MATERIAL:
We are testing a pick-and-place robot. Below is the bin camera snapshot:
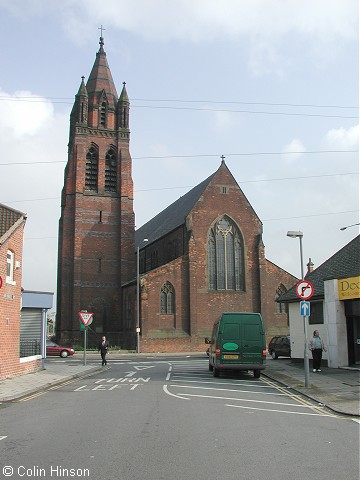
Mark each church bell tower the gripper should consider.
[56,37,135,343]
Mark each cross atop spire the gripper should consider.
[98,25,106,50]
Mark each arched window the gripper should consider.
[275,283,287,313]
[6,250,15,284]
[160,282,175,314]
[100,102,106,127]
[208,215,245,290]
[85,146,99,192]
[105,148,117,192]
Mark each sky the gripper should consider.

AIM: Turn every line of the listing into a Markdown table with the columns "Row" and "Line", numbering the rows and skipping blank lines. Leave the pictures out.

EXERCISE SOLUTION:
| Row | Line |
|---|---|
| 1 | We are testing a pick-and-place robot. Below is the bin camera snapshot: |
| 2 | Mark each church bell tower the gripper should consider. |
| 3 | [56,37,135,343] |
| 4 | Mark each cross atop spire the gripper should consider. |
| 5 | [98,25,106,50] |
| 6 | Mark each arched window the gripper should consider. |
| 7 | [275,283,287,313] |
| 8 | [6,250,15,284] |
| 9 | [160,282,175,314] |
| 10 | [100,102,106,127] |
| 11 | [208,215,245,290] |
| 12 | [85,146,99,192] |
| 13 | [105,148,117,192] |
| 14 | Mark each sky the gripper should consider. |